**Work to complete:** In all of the data below, substitute "image" for each "photo" and change nothing else. Leave the pictures out of your answer.

**Dataset rows:**
--
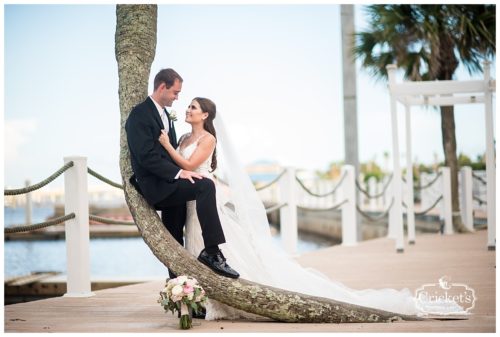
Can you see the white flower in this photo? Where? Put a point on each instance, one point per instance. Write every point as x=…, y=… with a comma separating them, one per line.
x=177, y=290
x=181, y=279
x=191, y=282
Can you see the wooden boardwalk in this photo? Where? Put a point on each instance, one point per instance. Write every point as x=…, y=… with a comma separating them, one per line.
x=372, y=264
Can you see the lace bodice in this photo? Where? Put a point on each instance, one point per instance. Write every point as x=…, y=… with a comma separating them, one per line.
x=186, y=152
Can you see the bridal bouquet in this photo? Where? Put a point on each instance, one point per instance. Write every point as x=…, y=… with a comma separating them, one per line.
x=183, y=294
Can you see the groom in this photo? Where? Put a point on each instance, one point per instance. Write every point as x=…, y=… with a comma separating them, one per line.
x=162, y=182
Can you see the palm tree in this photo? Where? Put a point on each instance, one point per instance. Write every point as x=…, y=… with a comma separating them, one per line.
x=135, y=44
x=429, y=42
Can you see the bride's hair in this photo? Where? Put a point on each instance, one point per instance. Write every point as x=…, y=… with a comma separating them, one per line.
x=208, y=106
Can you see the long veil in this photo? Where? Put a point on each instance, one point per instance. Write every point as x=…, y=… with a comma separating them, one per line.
x=270, y=265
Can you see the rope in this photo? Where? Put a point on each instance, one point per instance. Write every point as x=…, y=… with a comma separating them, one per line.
x=109, y=221
x=275, y=207
x=481, y=201
x=322, y=209
x=27, y=228
x=31, y=188
x=479, y=178
x=378, y=217
x=104, y=179
x=432, y=206
x=376, y=195
x=321, y=195
x=272, y=182
x=430, y=183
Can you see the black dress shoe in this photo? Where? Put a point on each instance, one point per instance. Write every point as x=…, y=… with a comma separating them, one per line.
x=217, y=262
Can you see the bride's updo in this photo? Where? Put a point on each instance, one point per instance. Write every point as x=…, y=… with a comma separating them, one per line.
x=208, y=106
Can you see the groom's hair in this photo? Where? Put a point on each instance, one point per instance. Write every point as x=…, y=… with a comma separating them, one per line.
x=167, y=76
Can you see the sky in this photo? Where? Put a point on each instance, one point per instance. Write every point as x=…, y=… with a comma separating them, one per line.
x=274, y=72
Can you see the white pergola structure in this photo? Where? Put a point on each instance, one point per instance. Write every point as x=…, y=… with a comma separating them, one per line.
x=437, y=93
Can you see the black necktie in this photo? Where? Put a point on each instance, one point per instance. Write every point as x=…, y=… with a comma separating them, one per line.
x=171, y=133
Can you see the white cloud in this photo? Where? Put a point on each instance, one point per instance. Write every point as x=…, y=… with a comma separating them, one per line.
x=17, y=133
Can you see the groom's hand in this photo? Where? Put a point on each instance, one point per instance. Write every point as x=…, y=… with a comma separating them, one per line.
x=189, y=175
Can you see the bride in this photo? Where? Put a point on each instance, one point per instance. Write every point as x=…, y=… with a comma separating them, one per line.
x=249, y=247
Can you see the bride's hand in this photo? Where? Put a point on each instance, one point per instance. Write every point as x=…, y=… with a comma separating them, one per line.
x=164, y=139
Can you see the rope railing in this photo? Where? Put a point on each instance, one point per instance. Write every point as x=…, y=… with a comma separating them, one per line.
x=41, y=184
x=28, y=228
x=325, y=194
x=260, y=188
x=479, y=178
x=378, y=217
x=333, y=208
x=431, y=207
x=365, y=192
x=103, y=179
x=109, y=221
x=276, y=207
x=481, y=201
x=429, y=183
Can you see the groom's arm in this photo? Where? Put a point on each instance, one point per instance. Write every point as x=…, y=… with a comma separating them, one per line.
x=141, y=142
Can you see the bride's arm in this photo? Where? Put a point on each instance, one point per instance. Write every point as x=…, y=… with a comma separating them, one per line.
x=204, y=149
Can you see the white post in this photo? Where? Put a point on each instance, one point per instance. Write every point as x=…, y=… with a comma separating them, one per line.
x=467, y=204
x=29, y=206
x=77, y=229
x=490, y=161
x=446, y=203
x=397, y=216
x=372, y=185
x=288, y=214
x=410, y=208
x=348, y=192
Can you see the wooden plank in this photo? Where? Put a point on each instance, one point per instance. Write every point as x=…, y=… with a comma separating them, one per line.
x=371, y=264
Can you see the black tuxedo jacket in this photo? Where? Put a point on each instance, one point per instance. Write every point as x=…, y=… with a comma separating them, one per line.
--
**Exercise response:**
Can you see the white flower in this image? Where? Put a point on each instance, one point per instance. Write every point as x=…, y=… with a comma separating them, one per line.
x=177, y=290
x=181, y=279
x=191, y=282
Can you see the wooden boardwalk in this image? Where? Put a point on each instance, one point per instance. Write every point as x=…, y=… with a comma separating them, one per line.
x=372, y=264
Can you see the lace bodice in this image? Where? Put a point on each instance, one point per instance. Write every point as x=…, y=… with a comma separating them, one per line.
x=186, y=152
Can you see the bridal bouquet in this image? Where? Put a point on each instance, one point per instance. Write every point as x=…, y=… with a comma separating them, one per line.
x=183, y=294
Can you see the groom in this image? Where? Put a point on each instance, one point per instance. Write every point as x=…, y=… with a comma separating them, one per line.
x=162, y=182
Can you see the palm tree in this image? Where? Put a point on each instance, one point per instance. Write every point as x=…, y=… with a comma separating them, one per line.
x=135, y=44
x=429, y=42
Can you see the bride's hair in this image? Where? Put a point on each instance, one point per instance. Write every point as x=…, y=… with a comma separating them, one per line.
x=208, y=106
Can you see the long veil in this image? Where? Put a point on each instance, one point per instance. Write every point as x=…, y=… with a comma separating them, one per line.
x=270, y=265
Can you see the rope in this image? Where? Put a point on each instance, one point per instance. Write every point as x=…, y=… with a comma separating them, one per line.
x=109, y=221
x=275, y=207
x=481, y=201
x=322, y=209
x=27, y=228
x=31, y=188
x=479, y=178
x=378, y=217
x=104, y=179
x=432, y=206
x=376, y=195
x=321, y=195
x=272, y=182
x=430, y=183
Can you see the black dress shoe in this image? Where? Put a point on each instance, one point per instance. Write every point as x=…, y=… with a comma separating them, one per line.
x=217, y=262
Can you see the bride's updo in this image? Where? Put a point on each instance, one point per instance. Write every point as x=…, y=… with a comma separating them, one per line.
x=208, y=106
Can you see the groom's hair in this image? Where? Put a point on each instance, one point per instance. Write every point as x=…, y=… with a comma separating them, one per line.
x=167, y=76
Can you see the sky in this image? Where? Put a point on each instance, one point per instance. Write every point as x=…, y=… with a comma separating them, one per line.
x=274, y=72
Can you see the white pergola structure in this image? Where? Put a point on each instance, one point per instance. Write every point as x=…, y=… with a comma separating them, one per line.
x=437, y=93
Can you see the black necktie in this image? Where? Put a point on each instance, one point per instance. Write every point as x=…, y=… with a comma separating them, one per line.
x=171, y=133
Can you see the white cloud in this image? Where? Put a point on each instance, one point per instance. Write every point as x=…, y=… with a comma separating them, one per line.
x=17, y=133
Can you see the groom's hand in this image? Where? Put a point on each instance, one point per instance. Write every point as x=…, y=… with a comma separating them, one per line.
x=189, y=175
Can you see the bride in this image? Where? Put a point on each instance, one point per instance. Write every point as x=…, y=… with a comma separating them, one per line.
x=249, y=247
Can you see the bride's hand in this image? Where? Put a point on each instance, one point per instance. Write every point as x=…, y=… with a comma separating them, one per line.
x=164, y=139
Can you see the rope railing in this image? Where? Put a point on each instance, one point per instance. Write every point as x=…, y=… with a comma separating them, one per line.
x=41, y=184
x=28, y=228
x=325, y=194
x=260, y=188
x=479, y=178
x=378, y=217
x=333, y=208
x=431, y=207
x=365, y=192
x=103, y=179
x=109, y=221
x=276, y=207
x=481, y=201
x=429, y=183
Can you see the groom's arm in this image? Where? Put a point on each instance, one point per instance. Write every point as x=…, y=… with a comma separating them, one per line.
x=141, y=142
Can you see the bride's arm in this image? Where? Put a point on each instance, one point per instance. Write every point as x=…, y=… with a comma separating them, one per line.
x=204, y=149
Can you see the white post in this image? Where? Put a point on each instance, one point per instance. Write every point as x=…, y=… with a comma separating them, one per line.
x=467, y=204
x=29, y=206
x=77, y=229
x=490, y=161
x=446, y=203
x=397, y=216
x=372, y=185
x=288, y=214
x=410, y=208
x=348, y=192
Can you see the wooden plank in this image? Where? Put a point on each instance, one point per instance. Write every point as x=…, y=… with a comma separating them, one per line.
x=371, y=264
Can you see the black tuxedo jacket in this image? Where? Put a point on each instance, one point per instance. Write every point as x=…, y=… with a comma separating them, one per line.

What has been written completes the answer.